### Position annotation records
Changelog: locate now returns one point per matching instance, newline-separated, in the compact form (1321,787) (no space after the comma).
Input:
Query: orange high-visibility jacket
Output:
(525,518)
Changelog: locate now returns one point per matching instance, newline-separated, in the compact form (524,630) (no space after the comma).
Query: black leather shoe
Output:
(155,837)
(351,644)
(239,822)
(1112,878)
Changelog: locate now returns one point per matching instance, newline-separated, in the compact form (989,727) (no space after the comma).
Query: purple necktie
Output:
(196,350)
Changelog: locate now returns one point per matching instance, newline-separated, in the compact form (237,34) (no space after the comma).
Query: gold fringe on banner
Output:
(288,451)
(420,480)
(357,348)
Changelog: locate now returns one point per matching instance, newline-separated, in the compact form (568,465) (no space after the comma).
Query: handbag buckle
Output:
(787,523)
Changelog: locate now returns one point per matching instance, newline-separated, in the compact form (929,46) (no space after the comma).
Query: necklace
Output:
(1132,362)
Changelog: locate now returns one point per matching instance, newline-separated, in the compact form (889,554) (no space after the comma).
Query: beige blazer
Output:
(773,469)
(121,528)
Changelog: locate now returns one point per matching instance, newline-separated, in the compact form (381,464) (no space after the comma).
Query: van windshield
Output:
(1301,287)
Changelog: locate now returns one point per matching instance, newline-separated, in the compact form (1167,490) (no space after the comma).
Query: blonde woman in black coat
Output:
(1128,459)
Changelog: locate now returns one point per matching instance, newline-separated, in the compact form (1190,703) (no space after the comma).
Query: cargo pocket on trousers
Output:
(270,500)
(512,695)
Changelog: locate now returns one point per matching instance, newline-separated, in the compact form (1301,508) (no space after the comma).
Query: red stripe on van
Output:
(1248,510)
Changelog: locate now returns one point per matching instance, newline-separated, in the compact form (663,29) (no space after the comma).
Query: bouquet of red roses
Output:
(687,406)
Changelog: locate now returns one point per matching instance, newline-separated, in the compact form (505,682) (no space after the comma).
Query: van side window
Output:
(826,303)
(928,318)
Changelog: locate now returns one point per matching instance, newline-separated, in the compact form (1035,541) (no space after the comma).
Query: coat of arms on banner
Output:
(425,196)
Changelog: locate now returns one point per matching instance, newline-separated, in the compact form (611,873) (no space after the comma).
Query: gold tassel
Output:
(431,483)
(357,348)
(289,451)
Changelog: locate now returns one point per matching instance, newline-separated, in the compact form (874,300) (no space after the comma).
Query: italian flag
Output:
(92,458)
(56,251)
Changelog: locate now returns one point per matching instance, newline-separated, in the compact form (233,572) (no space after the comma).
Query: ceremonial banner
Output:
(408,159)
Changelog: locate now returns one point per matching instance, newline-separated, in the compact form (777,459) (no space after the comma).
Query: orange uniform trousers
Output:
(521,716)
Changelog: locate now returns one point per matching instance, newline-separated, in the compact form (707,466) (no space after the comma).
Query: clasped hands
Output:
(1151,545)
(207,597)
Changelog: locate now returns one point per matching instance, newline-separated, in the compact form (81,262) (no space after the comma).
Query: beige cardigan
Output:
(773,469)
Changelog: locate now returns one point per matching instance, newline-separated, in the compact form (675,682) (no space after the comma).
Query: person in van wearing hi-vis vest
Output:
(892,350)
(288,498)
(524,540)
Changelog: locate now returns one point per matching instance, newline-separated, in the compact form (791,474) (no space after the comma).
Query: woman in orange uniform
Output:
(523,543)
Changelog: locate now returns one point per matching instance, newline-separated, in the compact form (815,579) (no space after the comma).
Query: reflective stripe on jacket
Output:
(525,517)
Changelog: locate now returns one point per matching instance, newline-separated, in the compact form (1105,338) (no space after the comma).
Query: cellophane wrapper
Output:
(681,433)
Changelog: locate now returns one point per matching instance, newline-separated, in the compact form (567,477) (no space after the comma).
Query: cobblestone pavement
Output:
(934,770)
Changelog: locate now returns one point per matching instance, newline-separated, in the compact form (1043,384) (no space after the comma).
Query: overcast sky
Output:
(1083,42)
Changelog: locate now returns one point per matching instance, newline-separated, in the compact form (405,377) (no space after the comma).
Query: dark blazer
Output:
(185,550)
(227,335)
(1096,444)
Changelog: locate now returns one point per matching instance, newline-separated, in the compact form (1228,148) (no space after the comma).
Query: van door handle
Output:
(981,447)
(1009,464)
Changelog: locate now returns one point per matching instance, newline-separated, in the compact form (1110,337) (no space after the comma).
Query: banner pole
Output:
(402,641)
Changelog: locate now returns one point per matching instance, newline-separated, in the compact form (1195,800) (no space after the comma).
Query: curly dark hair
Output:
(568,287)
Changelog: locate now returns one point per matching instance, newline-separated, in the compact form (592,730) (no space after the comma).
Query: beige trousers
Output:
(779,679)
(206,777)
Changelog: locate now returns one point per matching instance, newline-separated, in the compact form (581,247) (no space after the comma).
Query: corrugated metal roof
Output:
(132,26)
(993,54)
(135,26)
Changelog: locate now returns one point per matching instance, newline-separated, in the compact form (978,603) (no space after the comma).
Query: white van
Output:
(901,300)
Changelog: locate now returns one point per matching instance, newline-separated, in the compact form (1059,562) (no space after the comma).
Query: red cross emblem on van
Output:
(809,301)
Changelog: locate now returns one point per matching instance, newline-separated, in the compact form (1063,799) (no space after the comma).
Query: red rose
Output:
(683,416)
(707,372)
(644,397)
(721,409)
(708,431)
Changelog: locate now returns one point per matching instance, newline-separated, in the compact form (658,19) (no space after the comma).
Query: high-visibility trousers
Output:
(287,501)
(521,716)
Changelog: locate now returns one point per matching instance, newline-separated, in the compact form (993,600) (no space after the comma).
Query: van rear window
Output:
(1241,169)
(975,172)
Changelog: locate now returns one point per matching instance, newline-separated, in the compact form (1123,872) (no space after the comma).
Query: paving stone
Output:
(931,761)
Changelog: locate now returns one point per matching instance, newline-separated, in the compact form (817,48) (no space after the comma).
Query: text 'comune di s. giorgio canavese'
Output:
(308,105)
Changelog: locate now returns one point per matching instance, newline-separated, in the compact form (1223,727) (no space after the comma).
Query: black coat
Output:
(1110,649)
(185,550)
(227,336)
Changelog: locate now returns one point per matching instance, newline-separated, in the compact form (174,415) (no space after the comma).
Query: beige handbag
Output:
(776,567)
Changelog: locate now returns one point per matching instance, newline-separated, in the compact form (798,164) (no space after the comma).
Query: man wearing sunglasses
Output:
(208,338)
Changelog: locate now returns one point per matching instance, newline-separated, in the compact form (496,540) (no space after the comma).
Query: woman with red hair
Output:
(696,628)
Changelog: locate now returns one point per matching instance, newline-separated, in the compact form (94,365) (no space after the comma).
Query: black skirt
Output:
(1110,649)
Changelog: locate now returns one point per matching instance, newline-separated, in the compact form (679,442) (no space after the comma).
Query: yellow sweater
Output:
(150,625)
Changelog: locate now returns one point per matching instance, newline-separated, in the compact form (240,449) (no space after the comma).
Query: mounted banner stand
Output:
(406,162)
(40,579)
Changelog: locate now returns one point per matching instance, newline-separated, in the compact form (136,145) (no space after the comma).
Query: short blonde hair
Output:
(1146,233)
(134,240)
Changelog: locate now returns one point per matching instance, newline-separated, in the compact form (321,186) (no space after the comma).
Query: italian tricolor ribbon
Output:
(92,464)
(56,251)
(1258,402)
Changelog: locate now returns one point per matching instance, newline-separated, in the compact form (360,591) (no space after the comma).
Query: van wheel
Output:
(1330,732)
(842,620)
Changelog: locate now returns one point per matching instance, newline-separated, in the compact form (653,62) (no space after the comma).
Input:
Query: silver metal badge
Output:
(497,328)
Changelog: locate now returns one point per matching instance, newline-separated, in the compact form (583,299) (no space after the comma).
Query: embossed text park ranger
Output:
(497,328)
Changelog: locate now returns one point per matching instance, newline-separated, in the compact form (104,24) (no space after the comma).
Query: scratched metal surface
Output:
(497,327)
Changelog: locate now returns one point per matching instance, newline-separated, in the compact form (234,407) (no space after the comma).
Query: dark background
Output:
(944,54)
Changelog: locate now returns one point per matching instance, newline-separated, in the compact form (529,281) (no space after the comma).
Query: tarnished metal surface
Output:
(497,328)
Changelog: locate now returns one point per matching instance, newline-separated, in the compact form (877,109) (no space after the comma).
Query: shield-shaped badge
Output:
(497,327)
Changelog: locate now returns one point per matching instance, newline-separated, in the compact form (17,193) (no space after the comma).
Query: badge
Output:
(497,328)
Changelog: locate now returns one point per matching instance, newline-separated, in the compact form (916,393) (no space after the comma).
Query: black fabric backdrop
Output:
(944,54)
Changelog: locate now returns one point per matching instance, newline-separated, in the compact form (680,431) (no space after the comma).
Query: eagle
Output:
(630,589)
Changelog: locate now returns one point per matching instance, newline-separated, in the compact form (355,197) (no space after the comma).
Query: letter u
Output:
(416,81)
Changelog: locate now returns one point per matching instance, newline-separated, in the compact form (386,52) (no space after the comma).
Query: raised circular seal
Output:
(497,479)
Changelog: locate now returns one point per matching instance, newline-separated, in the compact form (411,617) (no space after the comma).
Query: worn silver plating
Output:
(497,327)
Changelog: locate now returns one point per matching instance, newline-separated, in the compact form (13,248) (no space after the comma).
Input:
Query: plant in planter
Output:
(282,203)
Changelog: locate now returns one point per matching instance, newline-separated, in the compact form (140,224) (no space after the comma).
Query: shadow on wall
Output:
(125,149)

### Requirement
Print exactly the lines from the one with "(386,52) (no space after the comma)." through the end of the data, inclusive.

### Final result
Changelog: locate now returns one point per matching instance, newline-separated, in the compact form (386,52) (no space after the comma).
Query: raised circular seal
Output:
(497,479)
Changelog: locate now returns one point per matching instance, newline-separated, in the compact form (411,617) (no space after the comma).
Query: worn silver plating
Output:
(497,327)
Changelog: locate now returns one point per matching instance, newline-separated, in the compact form (13,248) (no space after the comma).
Input:
Query: plant in planter
Output:
(282,203)
Changelog: locate now returns one point per matching instance, newline-separated, in the compact form (140,224) (no space after the comma).
Query: shadow on wall
Output:
(125,149)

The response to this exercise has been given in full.